SÉRIE DE CONSIGNES -
1. D'après l'extrait source, quelles sont toutes les fonctions que peut remplir l'ouvrage décrit ?
2. Dans l'extrait source, à quoi les tranchées drainantes ont-elles servi historiquement ?

··· EXTRAIT SOURCE

Tranchée de stockage et d'infiltration des eaux pluviales (HU)
Traduction anglaise : Storm water retention/infiltration trench
Dernière mise à jour : 19/06/2023
mot en chantier
Ouvrage linéaire et superficiel creusé dans le sol et capable de stocker provisoirement des eaux pluviales, de les transporter vers l'aval et/ou de les infiltrer. On parle également de tranchée de rétention/infiltration ; si l'évacuation se fait uniquement par infiltration, on parle de tranchée filtrante.
Les tranchées de stockage et d'infiltration des eaux pluviales font partie des solutions alternatives de gestion des eaux pluviales.
Nota : On parle également parfois de tranchée drainante ; ce terme est cependant ambigu concernant la fonction principale de la tranchée ; historiquement les tranchées drainantes ont été utilisées pour assécher le sol à proximité immédiate des constructions plutôt que pour gérer les eaux pluviales.

······
··· DONNÉES FOURNIES

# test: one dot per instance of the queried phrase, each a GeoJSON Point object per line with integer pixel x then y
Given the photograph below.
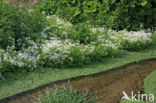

······

RÉPONSES PAR CONSIGNE -
1.
- Stocker provisoirement des eaux pluviales
- Transporter ces eaux vers l'aval
- Infiltrer ces eaux

2. À assécher le sol à proximité immédiate des constructions.